-------- Exercise materials --------

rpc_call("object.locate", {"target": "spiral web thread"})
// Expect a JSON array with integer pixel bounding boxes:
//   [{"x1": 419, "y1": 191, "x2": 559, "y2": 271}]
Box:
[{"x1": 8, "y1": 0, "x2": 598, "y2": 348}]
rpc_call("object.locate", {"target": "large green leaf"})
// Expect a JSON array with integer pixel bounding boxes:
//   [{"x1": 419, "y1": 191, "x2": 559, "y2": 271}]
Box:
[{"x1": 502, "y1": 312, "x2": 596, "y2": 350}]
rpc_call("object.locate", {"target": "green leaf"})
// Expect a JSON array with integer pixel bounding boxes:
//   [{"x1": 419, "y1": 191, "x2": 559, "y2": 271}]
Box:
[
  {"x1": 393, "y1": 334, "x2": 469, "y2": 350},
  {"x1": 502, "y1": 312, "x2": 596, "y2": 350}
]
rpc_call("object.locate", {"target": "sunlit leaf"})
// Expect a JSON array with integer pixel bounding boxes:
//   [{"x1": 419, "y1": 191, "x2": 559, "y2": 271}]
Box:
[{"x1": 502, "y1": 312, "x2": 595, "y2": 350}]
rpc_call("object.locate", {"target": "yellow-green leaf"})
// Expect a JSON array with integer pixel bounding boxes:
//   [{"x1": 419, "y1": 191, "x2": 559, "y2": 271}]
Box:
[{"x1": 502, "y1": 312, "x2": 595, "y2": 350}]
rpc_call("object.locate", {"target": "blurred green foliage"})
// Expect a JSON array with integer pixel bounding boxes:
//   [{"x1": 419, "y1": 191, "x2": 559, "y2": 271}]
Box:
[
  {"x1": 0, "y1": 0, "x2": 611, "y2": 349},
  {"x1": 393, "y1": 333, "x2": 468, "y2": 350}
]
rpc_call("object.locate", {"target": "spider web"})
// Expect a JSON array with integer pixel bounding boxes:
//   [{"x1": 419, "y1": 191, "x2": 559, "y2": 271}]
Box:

--------

**Task statement:**
Go through the material above, and wherever a line holds the word "leaf", copy it.

**Task solution:**
rpc_call("object.locate", {"target": "large green leaf"})
rpc_call("object.locate", {"target": "green leaf"})
rpc_call("object.locate", {"target": "sunlit leaf"})
rpc_call("object.locate", {"target": "yellow-green leaf"})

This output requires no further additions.